Aim ::
Find every line in the rows below that contains the word "sofa", and copy each of those lines.

━━━━━━━━━━━━━━━━

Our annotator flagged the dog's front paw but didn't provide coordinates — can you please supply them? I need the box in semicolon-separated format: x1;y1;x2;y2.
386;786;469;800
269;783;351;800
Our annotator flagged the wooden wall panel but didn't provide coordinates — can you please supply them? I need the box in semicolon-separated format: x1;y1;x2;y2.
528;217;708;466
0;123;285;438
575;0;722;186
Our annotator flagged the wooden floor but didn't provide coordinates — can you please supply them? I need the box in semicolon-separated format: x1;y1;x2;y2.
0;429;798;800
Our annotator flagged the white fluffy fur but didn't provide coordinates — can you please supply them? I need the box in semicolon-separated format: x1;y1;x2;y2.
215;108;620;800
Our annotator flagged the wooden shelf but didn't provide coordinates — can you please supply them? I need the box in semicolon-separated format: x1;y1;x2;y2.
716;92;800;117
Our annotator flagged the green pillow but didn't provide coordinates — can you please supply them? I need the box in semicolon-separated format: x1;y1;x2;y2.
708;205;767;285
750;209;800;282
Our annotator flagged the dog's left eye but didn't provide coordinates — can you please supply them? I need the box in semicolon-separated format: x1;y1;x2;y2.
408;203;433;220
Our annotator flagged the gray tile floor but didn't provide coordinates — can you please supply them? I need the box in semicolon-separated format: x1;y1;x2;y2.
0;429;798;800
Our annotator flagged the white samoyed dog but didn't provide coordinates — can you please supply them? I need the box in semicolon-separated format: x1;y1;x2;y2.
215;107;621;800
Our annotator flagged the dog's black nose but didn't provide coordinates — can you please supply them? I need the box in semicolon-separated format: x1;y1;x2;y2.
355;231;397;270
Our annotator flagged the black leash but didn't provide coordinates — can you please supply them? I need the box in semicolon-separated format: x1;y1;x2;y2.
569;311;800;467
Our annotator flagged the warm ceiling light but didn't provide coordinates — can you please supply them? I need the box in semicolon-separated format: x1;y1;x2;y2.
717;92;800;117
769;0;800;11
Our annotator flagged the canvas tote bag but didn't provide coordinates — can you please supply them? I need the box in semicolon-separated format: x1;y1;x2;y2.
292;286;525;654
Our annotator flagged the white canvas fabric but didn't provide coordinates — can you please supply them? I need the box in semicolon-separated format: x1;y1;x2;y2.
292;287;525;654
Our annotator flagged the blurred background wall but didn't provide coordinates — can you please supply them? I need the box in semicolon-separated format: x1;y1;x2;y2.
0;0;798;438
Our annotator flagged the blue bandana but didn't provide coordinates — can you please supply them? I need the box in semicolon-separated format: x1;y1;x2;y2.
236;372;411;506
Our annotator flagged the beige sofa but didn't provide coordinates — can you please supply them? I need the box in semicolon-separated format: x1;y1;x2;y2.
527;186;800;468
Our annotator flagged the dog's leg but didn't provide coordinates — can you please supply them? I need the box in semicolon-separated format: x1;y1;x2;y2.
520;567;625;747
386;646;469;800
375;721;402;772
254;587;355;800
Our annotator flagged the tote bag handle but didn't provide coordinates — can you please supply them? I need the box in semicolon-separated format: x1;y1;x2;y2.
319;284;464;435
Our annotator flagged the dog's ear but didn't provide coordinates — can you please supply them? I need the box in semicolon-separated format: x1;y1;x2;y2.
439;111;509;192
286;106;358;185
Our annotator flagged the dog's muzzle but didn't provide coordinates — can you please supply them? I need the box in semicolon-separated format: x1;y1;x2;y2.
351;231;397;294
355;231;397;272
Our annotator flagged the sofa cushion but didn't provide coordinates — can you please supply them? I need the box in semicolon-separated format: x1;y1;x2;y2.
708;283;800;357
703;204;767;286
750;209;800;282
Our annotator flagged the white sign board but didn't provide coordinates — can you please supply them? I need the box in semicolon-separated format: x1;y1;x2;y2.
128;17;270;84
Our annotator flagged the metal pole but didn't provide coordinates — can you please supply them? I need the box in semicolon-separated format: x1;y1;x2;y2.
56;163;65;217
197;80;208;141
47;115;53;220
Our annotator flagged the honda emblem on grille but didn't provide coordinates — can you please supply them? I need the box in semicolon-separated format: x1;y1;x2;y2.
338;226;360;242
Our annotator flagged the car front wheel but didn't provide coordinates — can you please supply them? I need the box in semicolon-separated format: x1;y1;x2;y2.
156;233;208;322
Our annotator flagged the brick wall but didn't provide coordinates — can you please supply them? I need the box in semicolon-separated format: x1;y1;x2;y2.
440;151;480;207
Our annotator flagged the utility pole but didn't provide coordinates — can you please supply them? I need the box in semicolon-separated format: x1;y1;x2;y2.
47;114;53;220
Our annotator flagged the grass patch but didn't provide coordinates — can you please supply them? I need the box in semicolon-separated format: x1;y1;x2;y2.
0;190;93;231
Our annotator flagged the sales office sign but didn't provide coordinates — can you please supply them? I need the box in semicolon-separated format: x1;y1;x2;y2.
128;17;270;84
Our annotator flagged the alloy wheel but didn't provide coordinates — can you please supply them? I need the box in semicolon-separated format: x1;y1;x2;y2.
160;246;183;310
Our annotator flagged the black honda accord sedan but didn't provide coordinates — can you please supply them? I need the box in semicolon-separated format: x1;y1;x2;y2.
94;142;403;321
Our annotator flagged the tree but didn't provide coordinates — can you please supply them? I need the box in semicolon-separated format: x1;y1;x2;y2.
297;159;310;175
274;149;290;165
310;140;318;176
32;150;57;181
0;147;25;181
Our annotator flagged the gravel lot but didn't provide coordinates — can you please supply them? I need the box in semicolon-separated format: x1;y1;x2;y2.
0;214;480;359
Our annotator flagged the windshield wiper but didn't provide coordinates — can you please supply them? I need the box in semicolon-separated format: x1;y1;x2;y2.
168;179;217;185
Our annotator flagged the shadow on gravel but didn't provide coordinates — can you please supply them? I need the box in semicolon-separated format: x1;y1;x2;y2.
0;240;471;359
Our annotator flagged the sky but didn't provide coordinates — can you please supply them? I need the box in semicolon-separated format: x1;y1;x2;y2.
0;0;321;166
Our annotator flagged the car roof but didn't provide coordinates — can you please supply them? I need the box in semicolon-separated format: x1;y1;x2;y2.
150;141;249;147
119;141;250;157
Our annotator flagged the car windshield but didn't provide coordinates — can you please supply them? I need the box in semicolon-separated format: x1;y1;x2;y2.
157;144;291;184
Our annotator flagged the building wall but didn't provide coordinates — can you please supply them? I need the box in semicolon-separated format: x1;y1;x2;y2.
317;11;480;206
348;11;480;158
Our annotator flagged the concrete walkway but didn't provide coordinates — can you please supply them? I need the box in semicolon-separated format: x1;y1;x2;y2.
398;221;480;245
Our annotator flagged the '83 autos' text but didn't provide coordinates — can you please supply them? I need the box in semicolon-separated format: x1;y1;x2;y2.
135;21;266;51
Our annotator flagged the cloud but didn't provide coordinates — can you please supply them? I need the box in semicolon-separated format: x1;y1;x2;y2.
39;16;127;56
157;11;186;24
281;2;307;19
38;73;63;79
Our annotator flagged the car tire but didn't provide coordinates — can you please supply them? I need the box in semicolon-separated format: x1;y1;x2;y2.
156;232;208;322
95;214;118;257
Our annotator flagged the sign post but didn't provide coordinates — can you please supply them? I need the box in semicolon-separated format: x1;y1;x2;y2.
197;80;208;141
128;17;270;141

━━━━━━━━━━━━━━━━

Solution to this exercise ::
Our annotator flagged the beige sofa but didn't provide coordinates — can you please supply them? I need the box in semicolon-separated format: x1;y1;x2;y2.
Our annotator flagged the sofa cushion but didn't provide coordinates — can you please supply them? I need the box in semicolon-separated format: x1;y1;x2;y2.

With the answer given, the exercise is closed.